> **EXERCISE BRIEF**
Collect every line in the data below that contains the string "stovetop". The match is case-sensitive.

* * * * *

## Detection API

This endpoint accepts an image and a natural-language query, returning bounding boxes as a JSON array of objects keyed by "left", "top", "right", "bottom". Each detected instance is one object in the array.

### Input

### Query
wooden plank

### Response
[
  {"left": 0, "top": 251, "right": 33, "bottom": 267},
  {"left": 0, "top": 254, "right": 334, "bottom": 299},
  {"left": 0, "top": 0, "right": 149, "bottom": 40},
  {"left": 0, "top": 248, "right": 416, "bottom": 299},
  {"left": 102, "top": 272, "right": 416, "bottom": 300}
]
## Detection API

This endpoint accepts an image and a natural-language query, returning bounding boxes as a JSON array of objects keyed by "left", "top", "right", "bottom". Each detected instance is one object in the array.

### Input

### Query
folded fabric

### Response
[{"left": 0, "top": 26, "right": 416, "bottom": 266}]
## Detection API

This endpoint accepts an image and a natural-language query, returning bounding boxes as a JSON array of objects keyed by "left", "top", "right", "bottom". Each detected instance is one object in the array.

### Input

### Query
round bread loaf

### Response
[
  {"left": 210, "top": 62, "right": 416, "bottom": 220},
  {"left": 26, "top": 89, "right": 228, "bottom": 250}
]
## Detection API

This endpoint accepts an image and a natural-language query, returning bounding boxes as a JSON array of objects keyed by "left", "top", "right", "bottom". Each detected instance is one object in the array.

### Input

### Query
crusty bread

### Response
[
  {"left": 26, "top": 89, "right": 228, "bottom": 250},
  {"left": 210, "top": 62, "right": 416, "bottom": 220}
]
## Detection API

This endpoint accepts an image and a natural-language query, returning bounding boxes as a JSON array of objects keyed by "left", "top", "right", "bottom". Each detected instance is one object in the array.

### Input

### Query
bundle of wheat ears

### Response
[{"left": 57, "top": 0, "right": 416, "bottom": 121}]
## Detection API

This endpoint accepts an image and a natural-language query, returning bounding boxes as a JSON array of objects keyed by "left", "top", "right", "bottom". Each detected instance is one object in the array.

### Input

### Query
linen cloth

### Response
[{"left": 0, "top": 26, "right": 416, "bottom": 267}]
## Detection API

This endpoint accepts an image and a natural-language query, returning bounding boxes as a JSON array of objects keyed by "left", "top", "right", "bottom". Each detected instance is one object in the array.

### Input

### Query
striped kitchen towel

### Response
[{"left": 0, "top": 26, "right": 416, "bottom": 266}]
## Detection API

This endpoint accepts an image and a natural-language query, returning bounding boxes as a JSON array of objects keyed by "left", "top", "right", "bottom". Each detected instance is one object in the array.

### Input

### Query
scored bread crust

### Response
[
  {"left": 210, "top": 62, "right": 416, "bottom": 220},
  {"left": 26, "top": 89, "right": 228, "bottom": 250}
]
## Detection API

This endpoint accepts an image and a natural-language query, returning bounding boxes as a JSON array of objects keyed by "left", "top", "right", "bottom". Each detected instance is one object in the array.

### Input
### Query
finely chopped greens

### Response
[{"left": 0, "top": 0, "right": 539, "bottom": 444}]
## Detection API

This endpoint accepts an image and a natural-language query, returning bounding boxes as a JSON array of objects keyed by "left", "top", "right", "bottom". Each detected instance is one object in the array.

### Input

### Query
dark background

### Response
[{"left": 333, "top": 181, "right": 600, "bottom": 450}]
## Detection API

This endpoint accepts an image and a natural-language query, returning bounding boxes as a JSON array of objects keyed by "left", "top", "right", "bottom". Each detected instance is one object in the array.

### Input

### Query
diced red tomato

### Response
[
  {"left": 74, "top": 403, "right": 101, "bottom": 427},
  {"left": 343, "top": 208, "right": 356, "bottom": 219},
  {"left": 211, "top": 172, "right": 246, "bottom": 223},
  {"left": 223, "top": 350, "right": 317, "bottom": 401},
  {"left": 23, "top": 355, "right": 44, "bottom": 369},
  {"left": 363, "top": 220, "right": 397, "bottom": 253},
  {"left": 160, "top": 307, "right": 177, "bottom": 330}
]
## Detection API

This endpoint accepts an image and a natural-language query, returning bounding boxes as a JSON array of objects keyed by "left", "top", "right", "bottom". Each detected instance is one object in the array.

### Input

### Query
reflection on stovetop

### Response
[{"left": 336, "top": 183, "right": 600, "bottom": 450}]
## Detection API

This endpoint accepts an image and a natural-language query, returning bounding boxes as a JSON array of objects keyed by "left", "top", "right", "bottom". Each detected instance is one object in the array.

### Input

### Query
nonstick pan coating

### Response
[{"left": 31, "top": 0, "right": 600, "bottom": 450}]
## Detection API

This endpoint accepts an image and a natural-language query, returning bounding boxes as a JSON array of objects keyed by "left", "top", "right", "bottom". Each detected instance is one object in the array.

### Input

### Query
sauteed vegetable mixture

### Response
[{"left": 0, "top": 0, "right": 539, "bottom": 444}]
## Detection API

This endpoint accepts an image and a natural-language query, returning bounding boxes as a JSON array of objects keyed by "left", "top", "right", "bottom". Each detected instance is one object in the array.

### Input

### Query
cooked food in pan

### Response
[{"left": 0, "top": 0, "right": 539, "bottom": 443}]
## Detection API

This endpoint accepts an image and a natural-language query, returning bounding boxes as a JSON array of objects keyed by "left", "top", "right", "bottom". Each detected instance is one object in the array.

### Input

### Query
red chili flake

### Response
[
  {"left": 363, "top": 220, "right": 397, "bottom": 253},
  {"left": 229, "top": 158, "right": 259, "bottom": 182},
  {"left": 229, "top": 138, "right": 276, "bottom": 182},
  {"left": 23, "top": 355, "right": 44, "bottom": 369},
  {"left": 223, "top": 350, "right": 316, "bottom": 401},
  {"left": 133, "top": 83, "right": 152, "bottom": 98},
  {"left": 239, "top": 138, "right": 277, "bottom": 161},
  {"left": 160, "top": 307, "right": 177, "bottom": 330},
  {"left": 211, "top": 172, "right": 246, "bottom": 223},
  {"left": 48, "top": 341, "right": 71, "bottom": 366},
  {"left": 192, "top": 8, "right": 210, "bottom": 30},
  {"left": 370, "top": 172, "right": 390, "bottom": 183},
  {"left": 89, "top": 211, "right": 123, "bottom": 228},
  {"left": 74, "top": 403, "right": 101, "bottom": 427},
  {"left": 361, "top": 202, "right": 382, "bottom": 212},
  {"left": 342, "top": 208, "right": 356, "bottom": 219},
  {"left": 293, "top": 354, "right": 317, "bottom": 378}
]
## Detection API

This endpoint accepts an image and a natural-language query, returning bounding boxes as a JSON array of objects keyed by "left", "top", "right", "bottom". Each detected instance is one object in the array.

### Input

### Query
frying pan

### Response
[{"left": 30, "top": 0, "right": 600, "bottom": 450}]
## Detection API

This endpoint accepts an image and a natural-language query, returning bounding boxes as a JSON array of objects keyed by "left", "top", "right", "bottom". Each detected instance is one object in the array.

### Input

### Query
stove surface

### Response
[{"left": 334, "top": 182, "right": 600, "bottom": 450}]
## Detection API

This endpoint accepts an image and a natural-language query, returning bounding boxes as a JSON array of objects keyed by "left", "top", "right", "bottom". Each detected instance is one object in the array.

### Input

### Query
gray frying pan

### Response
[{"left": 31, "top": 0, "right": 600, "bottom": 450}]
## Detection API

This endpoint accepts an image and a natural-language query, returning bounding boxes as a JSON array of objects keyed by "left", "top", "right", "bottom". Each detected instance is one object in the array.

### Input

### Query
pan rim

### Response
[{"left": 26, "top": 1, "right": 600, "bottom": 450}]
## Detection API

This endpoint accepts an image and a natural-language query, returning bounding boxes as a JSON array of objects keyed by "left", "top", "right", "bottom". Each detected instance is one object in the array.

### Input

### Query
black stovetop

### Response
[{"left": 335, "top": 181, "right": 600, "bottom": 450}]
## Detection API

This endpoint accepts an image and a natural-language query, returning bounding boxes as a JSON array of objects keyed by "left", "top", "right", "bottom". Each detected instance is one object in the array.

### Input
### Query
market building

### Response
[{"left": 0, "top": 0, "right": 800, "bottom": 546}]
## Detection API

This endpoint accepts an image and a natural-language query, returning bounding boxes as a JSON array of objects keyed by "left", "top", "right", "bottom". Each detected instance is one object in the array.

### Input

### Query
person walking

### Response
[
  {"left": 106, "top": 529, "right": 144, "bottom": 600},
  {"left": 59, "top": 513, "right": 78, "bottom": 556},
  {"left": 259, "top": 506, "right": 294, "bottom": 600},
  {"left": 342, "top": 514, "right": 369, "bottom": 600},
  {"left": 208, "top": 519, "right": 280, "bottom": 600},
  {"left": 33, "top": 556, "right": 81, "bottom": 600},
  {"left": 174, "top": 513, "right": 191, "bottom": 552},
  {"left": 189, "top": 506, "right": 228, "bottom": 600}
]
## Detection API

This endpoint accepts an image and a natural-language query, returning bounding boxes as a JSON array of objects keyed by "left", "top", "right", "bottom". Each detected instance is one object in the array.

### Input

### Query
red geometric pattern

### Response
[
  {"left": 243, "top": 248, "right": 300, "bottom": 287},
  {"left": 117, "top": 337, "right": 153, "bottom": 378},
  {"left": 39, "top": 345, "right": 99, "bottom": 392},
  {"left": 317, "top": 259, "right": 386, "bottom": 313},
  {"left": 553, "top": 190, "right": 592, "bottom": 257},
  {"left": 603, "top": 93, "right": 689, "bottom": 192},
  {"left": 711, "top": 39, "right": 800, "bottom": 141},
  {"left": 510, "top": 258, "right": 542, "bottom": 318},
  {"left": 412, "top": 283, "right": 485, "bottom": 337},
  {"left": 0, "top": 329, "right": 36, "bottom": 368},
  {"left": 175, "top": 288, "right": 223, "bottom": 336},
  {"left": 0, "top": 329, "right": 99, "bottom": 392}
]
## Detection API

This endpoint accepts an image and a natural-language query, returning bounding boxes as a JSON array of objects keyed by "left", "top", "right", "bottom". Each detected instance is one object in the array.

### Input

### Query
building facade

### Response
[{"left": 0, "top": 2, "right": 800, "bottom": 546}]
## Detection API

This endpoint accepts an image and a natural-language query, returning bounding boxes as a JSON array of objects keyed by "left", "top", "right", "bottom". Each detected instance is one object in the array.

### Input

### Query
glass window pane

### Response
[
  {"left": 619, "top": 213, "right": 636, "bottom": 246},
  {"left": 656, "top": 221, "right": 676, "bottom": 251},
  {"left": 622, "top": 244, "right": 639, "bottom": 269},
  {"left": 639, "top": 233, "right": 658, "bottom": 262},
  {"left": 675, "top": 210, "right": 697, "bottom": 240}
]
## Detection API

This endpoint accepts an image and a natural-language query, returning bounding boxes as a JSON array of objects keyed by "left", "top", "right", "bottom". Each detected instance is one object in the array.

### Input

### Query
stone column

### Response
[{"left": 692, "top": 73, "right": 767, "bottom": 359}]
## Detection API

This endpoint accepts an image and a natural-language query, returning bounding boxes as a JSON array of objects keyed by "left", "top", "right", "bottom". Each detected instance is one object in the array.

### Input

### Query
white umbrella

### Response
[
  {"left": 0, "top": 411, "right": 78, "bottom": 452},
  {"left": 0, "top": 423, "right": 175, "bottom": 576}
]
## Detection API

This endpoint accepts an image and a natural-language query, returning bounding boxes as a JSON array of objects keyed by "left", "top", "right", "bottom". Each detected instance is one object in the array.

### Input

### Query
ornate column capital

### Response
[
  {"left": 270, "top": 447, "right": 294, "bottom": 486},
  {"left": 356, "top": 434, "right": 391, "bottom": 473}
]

* * * * *

> **RESPONSE TO THIS EXERCISE**
reflection on stovetop
black stovetop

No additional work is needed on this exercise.